▶ **TASK TO CARRY OUT**:
Entries follow. Give back exactly the lines starting at the one containing "positive clicks: (4, 351)" and ending at the one containing "positive clicks: (715, 481)", and no other lines.

Saved entries:
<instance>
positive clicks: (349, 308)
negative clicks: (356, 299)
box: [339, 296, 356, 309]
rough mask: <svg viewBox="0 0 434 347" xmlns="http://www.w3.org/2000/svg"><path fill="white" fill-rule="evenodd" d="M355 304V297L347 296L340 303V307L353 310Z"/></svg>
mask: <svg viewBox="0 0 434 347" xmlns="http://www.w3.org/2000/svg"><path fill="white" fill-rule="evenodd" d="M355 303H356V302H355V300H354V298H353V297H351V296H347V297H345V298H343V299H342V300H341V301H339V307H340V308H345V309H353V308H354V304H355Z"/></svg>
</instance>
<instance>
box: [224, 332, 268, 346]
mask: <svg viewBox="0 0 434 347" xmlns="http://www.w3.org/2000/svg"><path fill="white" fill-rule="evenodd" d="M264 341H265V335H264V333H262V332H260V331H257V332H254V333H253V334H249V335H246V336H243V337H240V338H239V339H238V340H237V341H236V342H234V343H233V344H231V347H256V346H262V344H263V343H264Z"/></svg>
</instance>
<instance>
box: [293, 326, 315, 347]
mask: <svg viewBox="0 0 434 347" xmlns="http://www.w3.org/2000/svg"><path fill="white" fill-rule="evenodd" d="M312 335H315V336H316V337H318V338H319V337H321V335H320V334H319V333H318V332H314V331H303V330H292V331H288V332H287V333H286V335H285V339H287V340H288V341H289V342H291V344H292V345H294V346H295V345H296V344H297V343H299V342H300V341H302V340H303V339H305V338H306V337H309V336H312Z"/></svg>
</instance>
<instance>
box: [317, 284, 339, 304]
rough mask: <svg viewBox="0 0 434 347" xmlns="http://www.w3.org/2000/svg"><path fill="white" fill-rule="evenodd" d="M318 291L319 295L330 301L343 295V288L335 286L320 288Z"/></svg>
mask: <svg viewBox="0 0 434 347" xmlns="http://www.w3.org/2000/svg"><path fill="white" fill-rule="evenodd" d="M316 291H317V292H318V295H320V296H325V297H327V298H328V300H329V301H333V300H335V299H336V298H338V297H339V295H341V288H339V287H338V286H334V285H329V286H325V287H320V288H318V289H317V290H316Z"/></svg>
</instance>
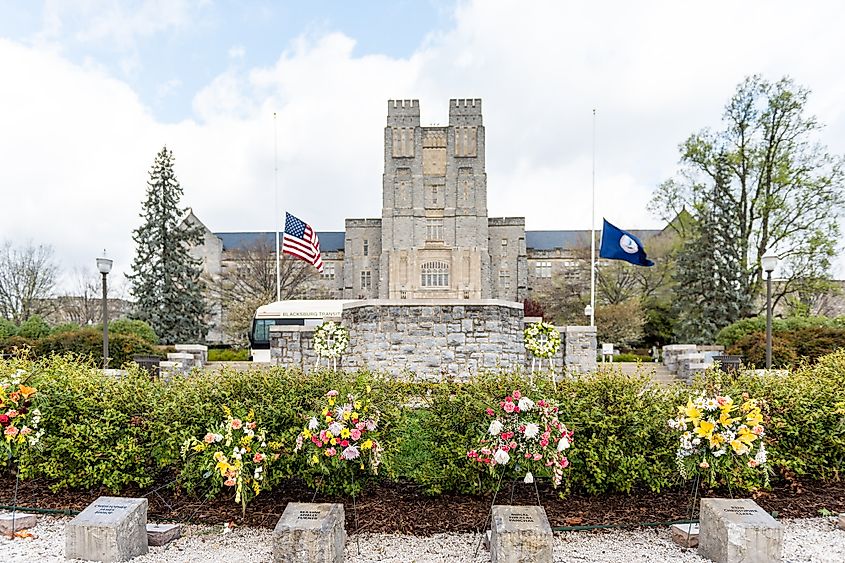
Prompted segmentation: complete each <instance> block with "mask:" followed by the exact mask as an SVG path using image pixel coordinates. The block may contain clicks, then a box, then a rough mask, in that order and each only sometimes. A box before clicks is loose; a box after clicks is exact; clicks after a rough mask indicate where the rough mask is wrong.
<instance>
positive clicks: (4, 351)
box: [0, 336, 35, 355]
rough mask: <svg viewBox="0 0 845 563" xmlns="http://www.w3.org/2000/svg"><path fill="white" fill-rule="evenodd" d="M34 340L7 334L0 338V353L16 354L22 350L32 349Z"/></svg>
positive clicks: (33, 343) (34, 341) (33, 344)
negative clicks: (3, 338) (6, 337)
mask: <svg viewBox="0 0 845 563" xmlns="http://www.w3.org/2000/svg"><path fill="white" fill-rule="evenodd" d="M34 344H35V341H34V340H30V339H29V338H24V337H22V336H9V337H8V338H4V339H2V340H0V353H2V354H7V355H9V354H18V353H20V352H22V351H24V350H30V351H31V350H32V347H33V345H34Z"/></svg>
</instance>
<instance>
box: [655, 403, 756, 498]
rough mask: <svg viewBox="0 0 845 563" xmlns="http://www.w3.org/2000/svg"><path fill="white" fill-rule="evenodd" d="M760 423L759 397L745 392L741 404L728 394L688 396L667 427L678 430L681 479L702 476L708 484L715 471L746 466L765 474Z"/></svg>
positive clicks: (715, 481) (679, 459) (730, 472)
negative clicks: (748, 397)
mask: <svg viewBox="0 0 845 563" xmlns="http://www.w3.org/2000/svg"><path fill="white" fill-rule="evenodd" d="M762 423H763V415H762V413H761V411H760V407H759V405H758V401H756V400H755V399H749V398H748V395H747V394H745V393H744V394H743V402H742V403H741V404H737V403H735V402H734V400H733V399H732V398H731V397H730V396H727V395H714V396H706V395H704V394H702V395H699V396H698V397H696V398H692V397H690V398H689V400H688V401H687V404H686V405H685V406H679V407H678V414H677V416H676V417H675V418H671V419H669V427H670V428H672V429H673V430H676V431H677V432H679V433H680V438H679V442H680V443H679V447H678V450H677V453H676V459H675V461H676V463H677V465H678V471H679V473H680V474H681V476H682V477H683V478H684V479H690V478H693V477H705V478H706V479H707V481H708V482H709V483H710V484H711V485H715V484H716V478H717V475H729V474H731V473H733V472H736V471H737V470H739V471H740V472H743V471H745V470H746V468H750V469H759V470H763V471H762V473H763V475H764V476H767V475H768V474H767V473H766V471H765V470H764V469H765V466H766V446H765V444H764V443H763V436H765V433H766V432H765V429H764V428H763V424H762Z"/></svg>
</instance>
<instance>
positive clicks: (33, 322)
mask: <svg viewBox="0 0 845 563" xmlns="http://www.w3.org/2000/svg"><path fill="white" fill-rule="evenodd" d="M49 334H50V325H48V324H47V321H45V320H44V319H42V318H41V317H40V316H39V315H32V316H31V317H29V318H28V319H27V320H25V321H24V322H22V323H21V326H20V328H19V329H18V336H23V337H24V338H32V339H38V338H44V337H45V336H47V335H49Z"/></svg>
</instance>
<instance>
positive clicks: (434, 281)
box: [421, 261, 449, 287]
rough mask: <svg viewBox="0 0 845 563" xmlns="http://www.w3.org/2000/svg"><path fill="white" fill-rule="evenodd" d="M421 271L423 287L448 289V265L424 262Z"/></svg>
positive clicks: (435, 261) (438, 263) (435, 262)
mask: <svg viewBox="0 0 845 563" xmlns="http://www.w3.org/2000/svg"><path fill="white" fill-rule="evenodd" d="M421 271H422V276H421V278H422V279H421V285H422V286H423V287H449V265H448V264H447V263H446V262H440V261H435V262H426V263H424V264H423V265H422V270H421Z"/></svg>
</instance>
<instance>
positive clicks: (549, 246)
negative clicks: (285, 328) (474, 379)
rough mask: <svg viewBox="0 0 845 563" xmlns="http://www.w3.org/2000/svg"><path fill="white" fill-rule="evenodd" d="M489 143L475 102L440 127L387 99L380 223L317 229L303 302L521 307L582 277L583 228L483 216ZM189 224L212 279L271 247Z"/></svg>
mask: <svg viewBox="0 0 845 563" xmlns="http://www.w3.org/2000/svg"><path fill="white" fill-rule="evenodd" d="M485 147H486V143H485V126H484V121H483V115H482V102H481V100H480V99H452V100H450V101H449V121H448V125H446V126H423V125H422V124H421V121H420V104H419V101H418V100H389V101H388V103H387V118H386V123H385V127H384V152H383V158H384V174H383V176H382V186H381V190H382V209H381V217H380V218H350V219H346V221H345V230H344V231H343V232H332V231H318V235H319V238H320V247H321V251H322V254H323V264H324V270H323V273H322V275H321V276H319V277H316V276H315V278H314V279H313V281H311V282H310V286H309V287H308V288H306V291H305V292H304V295H303V297H305V298H309V297H310V298H323V299H325V298H336V299H390V300H405V299H408V300H415V299H441V300H442V299H459V300H479V299H496V300H502V301H511V302H522V301H523V300H524V299H526V298H527V297H529V296H530V294H531V292H532V290H538V289H543V288H544V287H548V285H549V284H550V283H551V281H552V277H553V276H555V275H565V276H576V277H577V276H584V275H585V272H586V275H587V276H588V275H589V265H588V263H587V261H586V260H585V259H584V257H585V256H588V255H585V254H584V253H583V252H582V250H583V249H584V248H589V241H590V239H589V236H590V232H589V231H526V230H525V218H524V217H489V216H488V212H487V172H486V159H485ZM185 220H186V221H189V222H193V223H195V224H198V225H200V226H202V228H203V229H204V232H205V238H204V241H203V244H202V245H200V246H198V247H195V248H194V249H193V250H192V252H193V254H194V256H197V257H200V258H202V260H203V264H204V267H205V270H206V275H208V276H211V277H212V278H213V277H214V276H216V275H219V274H220V273H221V272H222V271H223V269H224V268H226V267H234V266H236V265H233V264H230V263H229V262H231V259H230V258H229V255H230V254H231V253H232V251H234V250H236V249H238V248H243V247H244V246H247V245H250V244H255V243H261V244H264V245H265V246H266V247H267V248H269V249H272V248H274V245H275V233H272V232H235V233H215V232H212V231H211V230H210V229H208V228H207V227H205V225H203V224H202V222H201V221H200V220H199V219H198V218H197V217H196V216H195V215H193V213H189V214H188V216H187V217H186V219H185ZM315 227H319V224H317V225H315ZM660 232H661V231H657V230H655V231H634V233H635V234H636V235H637V236H639V237H640V238H641V239H648V238H649V237H651V236H653V235H655V234H658V233H660ZM216 308H217V312H218V313H219V305H218V306H216ZM217 335H219V331H216V330H213V331H212V333H211V334H210V335H209V341H214V338H215V336H217Z"/></svg>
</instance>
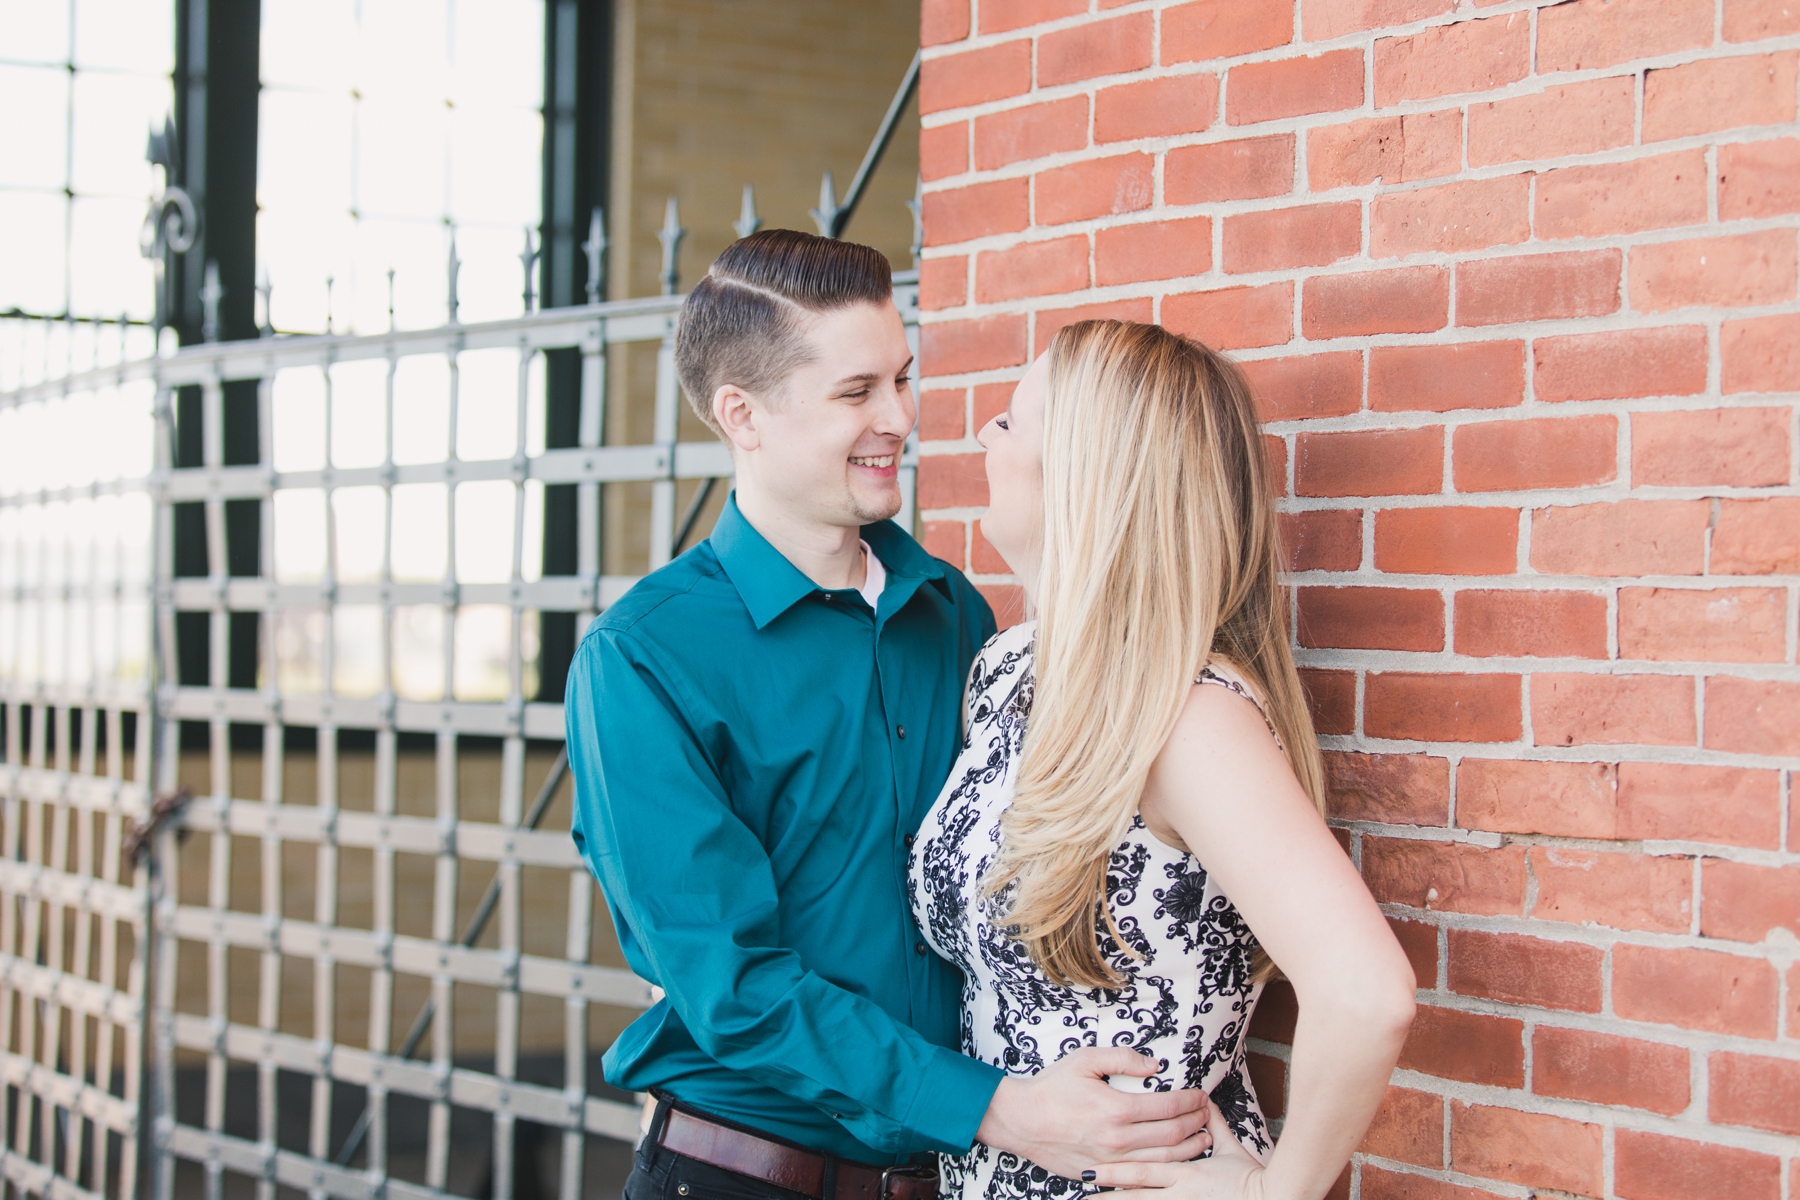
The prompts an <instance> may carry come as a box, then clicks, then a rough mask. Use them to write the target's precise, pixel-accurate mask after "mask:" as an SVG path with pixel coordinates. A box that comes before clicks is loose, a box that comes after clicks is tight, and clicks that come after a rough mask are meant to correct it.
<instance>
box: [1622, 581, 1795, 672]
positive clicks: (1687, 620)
mask: <svg viewBox="0 0 1800 1200" xmlns="http://www.w3.org/2000/svg"><path fill="white" fill-rule="evenodd" d="M1618 657H1620V658H1649V660H1651V662H1780V660H1782V658H1786V657H1787V588H1710V590H1699V588H1620V592H1618Z"/></svg>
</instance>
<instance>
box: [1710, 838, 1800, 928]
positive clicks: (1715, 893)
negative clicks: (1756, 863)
mask: <svg viewBox="0 0 1800 1200" xmlns="http://www.w3.org/2000/svg"><path fill="white" fill-rule="evenodd" d="M1777 930H1787V934H1793V936H1796V937H1800V867H1759V865H1755V864H1748V862H1728V860H1723V858H1706V860H1705V862H1703V865H1701V912H1699V932H1701V934H1705V936H1706V937H1724V939H1730V941H1768V939H1769V934H1773V932H1777Z"/></svg>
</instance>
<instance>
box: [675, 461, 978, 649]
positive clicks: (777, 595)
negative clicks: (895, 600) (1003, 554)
mask: <svg viewBox="0 0 1800 1200" xmlns="http://www.w3.org/2000/svg"><path fill="white" fill-rule="evenodd" d="M709 540H711V543H713V554H716V556H718V565H720V567H724V569H725V576H727V578H729V579H731V585H733V587H734V588H738V596H740V597H742V599H743V606H745V608H749V610H751V621H754V622H756V628H758V630H761V628H765V626H767V624H769V622H770V621H774V619H776V617H779V615H781V613H785V612H787V610H788V608H792V606H794V604H796V603H799V601H801V599H803V597H806V596H810V594H814V592H819V590H821V588H819V585H817V583H814V581H812V579H808V578H806V576H805V574H803V572H801V569H799V567H796V565H794V563H790V561H788V560H787V558H785V556H783V554H781V551H778V549H776V547H772V545H770V543H769V538H765V536H763V534H761V533H758V531H756V527H754V525H752V524H751V522H749V520H747V518H745V516H743V513H742V511H740V509H738V493H736V491H733V493H731V495H729V497H727V498H725V507H724V511H722V513H720V515H718V524H715V525H713V533H711V538H709ZM862 540H864V542H868V543H869V549H871V551H875V554H877V558H880V560H882V565H884V567H886V569H887V578H889V587H891V585H893V579H895V578H909V576H911V578H914V579H931V581H934V583H936V585H938V588H940V590H943V594H945V596H949V592H950V585H949V579H947V578H945V574H943V565H941V563H940V561H938V560H934V558H932V556H931V554H927V552H925V549H923V547H922V545H920V543H918V542H914V540H913V538H909V536H907V534H905V531H904V529H900V525H896V524H893V522H891V520H884V522H877V524H873V525H864V527H862Z"/></svg>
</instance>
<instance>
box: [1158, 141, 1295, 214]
mask: <svg viewBox="0 0 1800 1200" xmlns="http://www.w3.org/2000/svg"><path fill="white" fill-rule="evenodd" d="M1291 191H1294V135H1292V133H1282V135H1276V137H1246V139H1237V140H1235V142H1210V144H1206V146H1179V148H1175V149H1172V151H1168V155H1166V157H1165V158H1163V201H1165V203H1172V205H1177V203H1211V201H1219V200H1264V198H1267V196H1285V194H1287V193H1291Z"/></svg>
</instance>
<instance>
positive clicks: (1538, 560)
mask: <svg viewBox="0 0 1800 1200" xmlns="http://www.w3.org/2000/svg"><path fill="white" fill-rule="evenodd" d="M1710 518H1712V506H1710V504H1708V502H1705V500H1620V502H1618V504H1580V506H1575V507H1548V509H1537V511H1534V513H1532V567H1535V569H1537V570H1541V572H1544V574H1552V576H1697V574H1699V572H1701V570H1703V569H1705V556H1706V524H1708V520H1710Z"/></svg>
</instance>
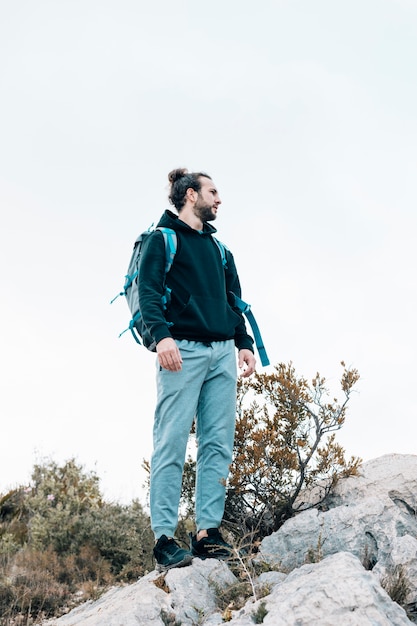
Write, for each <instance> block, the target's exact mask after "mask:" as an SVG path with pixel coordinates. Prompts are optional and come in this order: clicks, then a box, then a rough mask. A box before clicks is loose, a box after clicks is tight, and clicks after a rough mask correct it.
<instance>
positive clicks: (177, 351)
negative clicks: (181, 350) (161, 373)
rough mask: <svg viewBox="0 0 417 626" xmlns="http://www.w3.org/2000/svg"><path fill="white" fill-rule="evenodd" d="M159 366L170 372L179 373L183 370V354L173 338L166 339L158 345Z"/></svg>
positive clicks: (167, 338) (157, 346) (160, 341)
mask: <svg viewBox="0 0 417 626" xmlns="http://www.w3.org/2000/svg"><path fill="white" fill-rule="evenodd" d="M156 353H157V355H158V361H159V365H160V366H161V367H163V368H164V369H165V370H169V371H170V372H179V371H180V370H181V369H182V358H181V353H180V351H179V350H178V346H177V344H176V343H175V341H174V339H172V337H165V339H161V341H160V342H159V343H158V344H157V345H156Z"/></svg>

▶ **ANSWER SECTION**:
positive clicks: (4, 351)
box: [0, 336, 35, 355]
rough mask: <svg viewBox="0 0 845 563" xmlns="http://www.w3.org/2000/svg"><path fill="white" fill-rule="evenodd" d="M34 340L7 334L0 338V353L16 354L22 350L32 349Z"/></svg>
positive clicks: (33, 343) (34, 341) (33, 344)
negative clicks: (3, 338) (6, 337)
mask: <svg viewBox="0 0 845 563" xmlns="http://www.w3.org/2000/svg"><path fill="white" fill-rule="evenodd" d="M34 344H35V341H34V340H30V339H29V338H24V337H22V336H9V337H8V338H4V339H2V340H0V353H2V354H7V355H9V354H18V353H20V352H22V351H24V350H30V351H31V350H32V347H33V345H34Z"/></svg>
</instance>
<instance>
box: [655, 403, 756, 498]
rough mask: <svg viewBox="0 0 845 563" xmlns="http://www.w3.org/2000/svg"><path fill="white" fill-rule="evenodd" d="M760 423L759 397L745 392L741 404L728 394L688 396L667 427L678 430L681 479L702 476L708 484L715 471L746 466L765 474Z"/></svg>
positive clicks: (715, 481) (679, 459) (730, 472)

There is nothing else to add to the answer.